Goal of the exercise: Copy every line of the data below word for word, keeping each line as it appears.

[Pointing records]
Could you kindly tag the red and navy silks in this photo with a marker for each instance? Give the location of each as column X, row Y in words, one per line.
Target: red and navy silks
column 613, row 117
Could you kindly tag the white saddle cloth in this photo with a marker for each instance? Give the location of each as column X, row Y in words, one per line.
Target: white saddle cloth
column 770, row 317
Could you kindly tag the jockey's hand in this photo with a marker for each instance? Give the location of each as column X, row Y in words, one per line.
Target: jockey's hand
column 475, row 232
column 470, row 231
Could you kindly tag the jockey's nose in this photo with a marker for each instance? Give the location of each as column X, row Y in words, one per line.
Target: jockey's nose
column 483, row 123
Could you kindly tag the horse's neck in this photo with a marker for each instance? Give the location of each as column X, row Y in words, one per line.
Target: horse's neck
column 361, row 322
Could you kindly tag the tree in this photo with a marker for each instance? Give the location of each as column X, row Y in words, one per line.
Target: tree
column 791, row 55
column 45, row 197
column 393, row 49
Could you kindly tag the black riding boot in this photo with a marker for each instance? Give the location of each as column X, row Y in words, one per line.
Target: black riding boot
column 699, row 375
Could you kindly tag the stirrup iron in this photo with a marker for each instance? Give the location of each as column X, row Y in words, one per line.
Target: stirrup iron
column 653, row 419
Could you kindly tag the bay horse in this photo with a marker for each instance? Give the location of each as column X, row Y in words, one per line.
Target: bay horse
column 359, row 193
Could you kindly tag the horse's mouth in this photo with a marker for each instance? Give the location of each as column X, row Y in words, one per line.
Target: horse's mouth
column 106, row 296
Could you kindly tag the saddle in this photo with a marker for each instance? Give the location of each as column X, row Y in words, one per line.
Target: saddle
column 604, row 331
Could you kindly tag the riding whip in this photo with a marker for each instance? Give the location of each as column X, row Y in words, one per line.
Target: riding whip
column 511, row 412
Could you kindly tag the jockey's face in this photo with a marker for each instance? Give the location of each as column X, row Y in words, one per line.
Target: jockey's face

Solution to this problem:
Could you kindly tag the red and navy silks in this photo with a marker for each instance? Give the location of each as column X, row Y in words, one per line.
Target: red and navy silks
column 613, row 117
Could you kindly tag the white saddle cloth in this photo with a marker for each instance? Give the location of each as column X, row Y in words, one per line.
Target: white saddle cloth
column 770, row 317
Could you kindly tag the jockey's hand in this photo with a marker for each instance? Give the location of each as column X, row Y in words, one per line.
Target: jockey's hand
column 475, row 232
column 470, row 231
Could you kindly tag the jockey's nose in this photo with a marker for each instance? Give the location of each as column X, row Y in words, one per line.
Target: jockey's nose
column 483, row 123
Could you kindly tag the horse's neck in this photo with a marker for each instance? Give the location of each as column X, row Y in words, one per line.
Target: horse's neck
column 361, row 322
Could you kindly tag the tree in this photo with a marker for each instance? Give the location of each as column X, row Y in words, one per line.
Target: tree
column 791, row 55
column 45, row 197
column 393, row 49
Could you kindly tag the black riding boot in this photo with a marker for each instance? Give the location of each as column X, row Y in words, one per line.
Target: black riding boot
column 699, row 375
Could you kindly tag the stirrup iron in this photo with a marker for each instance? Give the location of each as column X, row Y in words, one per line.
Target: stirrup iron
column 653, row 419
Could you kindly tag the bay horse in this photo with a marker for each instance? Give the location of each as column X, row Y in words, one per line.
Target: bay horse
column 359, row 193
Could you kindly tag the horse's mouth in this photo with a marker for each instance? Give the location of each as column X, row Y in words, one per line.
Target: horse's mouth
column 106, row 296
Could you kindly tag the saddle in this photo with a marker for each instance? Give the location of each as column X, row Y in words, one per line.
Target: saddle
column 604, row 331
Could you kindly tag the riding whip in this photo with a marker for each instance? Give the location of each as column X, row Y in words, one per line.
Target: riding whip
column 511, row 412
Could you kindly tag the jockey's face in this photo with a marker for each instance? Give the location of each as column X, row Y in words, one per line.
Target: jockey's face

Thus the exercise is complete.